SOURCE —
Using calendar: England - Nottingham. You can change this.

Christ the Lord has promised us the Holy Spirit: come, let us adore him, alleluia.

Year: C(I). Psalm week: 3. Liturgical Colour: White.

Saint John of Avila (c.1500-1569)

John was born in Almodóvar del Campo, in the Spanish province of Ciudad Real, around 1500. As a priest he travelled throughout Andalusia, drawing crowds by his preaching. His enemies, disturbed by his success and challenged by his teaching, denounced him for heresy, and he made no attempt to avoid imprisonment or trial, but preached the Catholic faith even more fervently.
  He played an important part in the setting up of the Council of Trent, where his voice was heard through the treatises he wrote for its guidance even though he was not well enough to attend; and wrote a further work to guide the Bishop of Córdoba in the implementation of the Council’s reforms. He spent his last years in Montilla, and there he fell asleep in the Lord on 10 May 1569.

Other saints: Saint Damien of Molokai (1840 - 1889)

United States
Joseph de Veuster was born in Belgium and took the name Damien on entering the Congregation of the Sacred Hearts of Jesus and Mary at Leuven (Louvain). He landed in Hawaii in 1864, fulfilling his dream of becoming a missionary. In 1873, at his own request, he took up residence at the leper colony at Kalaupapa and ministered to its spiritual and material needs until he caught leprosy himself and eventually died of it.

Other saints: Saint Comgall (510/520 - 597/602)

Ireland
He was the founder and abbot of the great Irish monastery at Bangor in what is now Northern Ireland. See the article in Wikipedia.

Other saints: St. Antoninus of Florence OP (1389 - 1459)

10 May (where celebrated)
Dominican Friar and Bishop.
  Antonino Fierozzi was born in Florence in 1389 and in 1405 was received into the Order of Preachers “for the future priory of Fiesole” by Blessed John Dominic, who at that time was reforming the Dominican priories of the area according to the wishes of Blessed Raymond of Capua. He served the friars in various priories in Italy, often as local superior, and became a distinguished master of canon law. In 1436 he founded the famous priory of San Marco in Florence and under his leadership Fra Angelico decorated the priory and an outstanding library was collected. His wisdom and pastoral zeal made him a natural choice for Archbishop of Florence in 1446. He was noted for his service to the poor and established a society under the patronage of Saint Martin to assist him in this work. Among his writings the best known is his Summa moralis.

WORK TO COMPLETE —
Extend the saints' calendar past its last sentence, in the same style. The material has no connection to the saints' calendar.

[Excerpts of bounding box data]
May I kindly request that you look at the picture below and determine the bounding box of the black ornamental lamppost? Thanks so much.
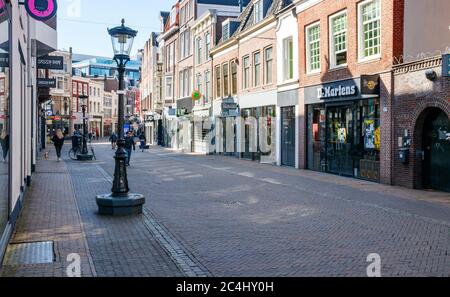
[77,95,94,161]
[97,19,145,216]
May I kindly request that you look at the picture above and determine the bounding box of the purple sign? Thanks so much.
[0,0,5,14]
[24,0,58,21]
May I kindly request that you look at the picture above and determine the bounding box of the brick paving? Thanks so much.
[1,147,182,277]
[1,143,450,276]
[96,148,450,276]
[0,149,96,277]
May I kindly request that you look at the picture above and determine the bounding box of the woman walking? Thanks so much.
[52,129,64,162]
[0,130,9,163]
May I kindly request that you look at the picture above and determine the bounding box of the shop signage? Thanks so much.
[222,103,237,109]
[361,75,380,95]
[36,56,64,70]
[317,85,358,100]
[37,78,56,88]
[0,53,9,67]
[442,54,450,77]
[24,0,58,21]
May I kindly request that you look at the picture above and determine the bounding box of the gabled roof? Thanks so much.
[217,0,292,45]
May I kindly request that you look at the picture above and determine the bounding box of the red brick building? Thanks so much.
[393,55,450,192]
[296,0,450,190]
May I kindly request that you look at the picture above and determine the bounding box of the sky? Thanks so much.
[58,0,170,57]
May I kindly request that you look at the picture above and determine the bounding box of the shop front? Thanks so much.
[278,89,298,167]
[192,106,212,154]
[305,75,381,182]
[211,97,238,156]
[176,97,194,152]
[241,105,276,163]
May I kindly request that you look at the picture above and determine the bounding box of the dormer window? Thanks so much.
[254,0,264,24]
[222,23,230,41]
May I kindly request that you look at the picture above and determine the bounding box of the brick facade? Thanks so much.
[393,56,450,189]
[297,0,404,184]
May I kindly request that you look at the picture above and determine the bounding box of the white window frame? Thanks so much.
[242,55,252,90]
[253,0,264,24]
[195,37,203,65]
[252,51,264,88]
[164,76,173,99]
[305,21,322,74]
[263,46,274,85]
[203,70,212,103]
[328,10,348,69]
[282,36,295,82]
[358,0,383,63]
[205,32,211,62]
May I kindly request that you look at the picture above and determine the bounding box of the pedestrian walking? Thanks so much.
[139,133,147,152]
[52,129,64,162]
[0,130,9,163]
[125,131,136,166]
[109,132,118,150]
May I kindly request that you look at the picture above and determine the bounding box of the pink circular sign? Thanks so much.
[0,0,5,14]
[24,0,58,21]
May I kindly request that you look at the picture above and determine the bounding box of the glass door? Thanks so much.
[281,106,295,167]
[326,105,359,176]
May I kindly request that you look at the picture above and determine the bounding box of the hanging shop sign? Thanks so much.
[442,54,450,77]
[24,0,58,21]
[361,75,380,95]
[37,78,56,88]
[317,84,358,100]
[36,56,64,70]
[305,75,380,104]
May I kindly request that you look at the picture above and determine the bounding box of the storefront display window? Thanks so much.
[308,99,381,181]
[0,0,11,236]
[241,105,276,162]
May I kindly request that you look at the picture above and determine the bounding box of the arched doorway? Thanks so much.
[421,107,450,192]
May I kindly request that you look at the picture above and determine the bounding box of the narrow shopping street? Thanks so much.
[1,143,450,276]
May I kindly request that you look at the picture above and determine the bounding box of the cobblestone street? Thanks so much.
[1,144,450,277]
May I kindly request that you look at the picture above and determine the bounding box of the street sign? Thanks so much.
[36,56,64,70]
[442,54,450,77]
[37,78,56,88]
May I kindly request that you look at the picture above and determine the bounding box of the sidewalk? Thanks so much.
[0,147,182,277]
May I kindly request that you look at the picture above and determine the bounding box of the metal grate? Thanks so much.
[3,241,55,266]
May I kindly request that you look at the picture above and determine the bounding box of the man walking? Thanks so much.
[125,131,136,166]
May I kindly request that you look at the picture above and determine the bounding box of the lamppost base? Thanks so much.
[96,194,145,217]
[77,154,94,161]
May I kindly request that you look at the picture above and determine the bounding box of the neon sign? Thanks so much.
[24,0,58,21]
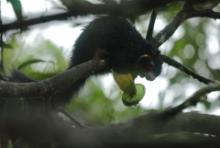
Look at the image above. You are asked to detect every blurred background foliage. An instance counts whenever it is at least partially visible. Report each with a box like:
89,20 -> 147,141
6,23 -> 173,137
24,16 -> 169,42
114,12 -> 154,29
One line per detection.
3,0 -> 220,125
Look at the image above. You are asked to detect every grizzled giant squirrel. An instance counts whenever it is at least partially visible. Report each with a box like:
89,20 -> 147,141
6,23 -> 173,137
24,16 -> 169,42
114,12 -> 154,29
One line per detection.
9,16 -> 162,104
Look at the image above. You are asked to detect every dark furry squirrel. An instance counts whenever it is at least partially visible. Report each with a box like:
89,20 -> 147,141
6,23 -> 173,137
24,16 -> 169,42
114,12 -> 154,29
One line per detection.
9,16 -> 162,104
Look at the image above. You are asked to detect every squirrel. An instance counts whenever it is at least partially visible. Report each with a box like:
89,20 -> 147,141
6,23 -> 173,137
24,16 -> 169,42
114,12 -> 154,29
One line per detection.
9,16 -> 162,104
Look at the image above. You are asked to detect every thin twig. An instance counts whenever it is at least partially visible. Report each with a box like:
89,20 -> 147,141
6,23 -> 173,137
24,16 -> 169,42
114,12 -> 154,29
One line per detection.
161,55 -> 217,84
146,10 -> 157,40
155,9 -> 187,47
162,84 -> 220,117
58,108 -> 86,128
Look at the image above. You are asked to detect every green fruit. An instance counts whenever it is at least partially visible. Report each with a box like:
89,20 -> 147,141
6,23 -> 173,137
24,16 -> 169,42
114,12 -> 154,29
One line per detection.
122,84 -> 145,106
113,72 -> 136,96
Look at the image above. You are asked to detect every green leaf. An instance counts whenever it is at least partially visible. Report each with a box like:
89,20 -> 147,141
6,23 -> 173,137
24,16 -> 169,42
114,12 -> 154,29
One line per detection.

RESPONSE FOR THIS EXERCISE —
  His whole life was mirrored in his last words, “to serve God is to reign.” He died on May 2, 1459.

About the author of the Second Reading in today's Office of Readings:

Second Reading: St Cyril of Jerusalem (315 - 386)

Cyril was born in 315 of Christian parents and succeeded Maximus as bishop of Jerusalem in 348. He was active in the Arian controversy and was exiled more than once as a result. His pastoral zeal is especially shown in his Catecheses, in which he expounded orthodox doctrine, holy Scripture and the traditions of the faith. They are still read today, and several of the Second Readings of the Office of Readings are taken from them. He died in 386. He is held in high esteem by both the Catholics and the Orthodox, and he was declared a Doctor of the Church by the Pope in 1883.

Liturgical colour: white

White is the colour of heaven. Liturgically, it is used to celebrate feasts of the Lord; Christmas and Easter, the great seasons of the Lord; and the saints. Not that you will always see white in church, because if something more splendid, such as gold, is available, that can and should be used instead. We are, after all, celebrating.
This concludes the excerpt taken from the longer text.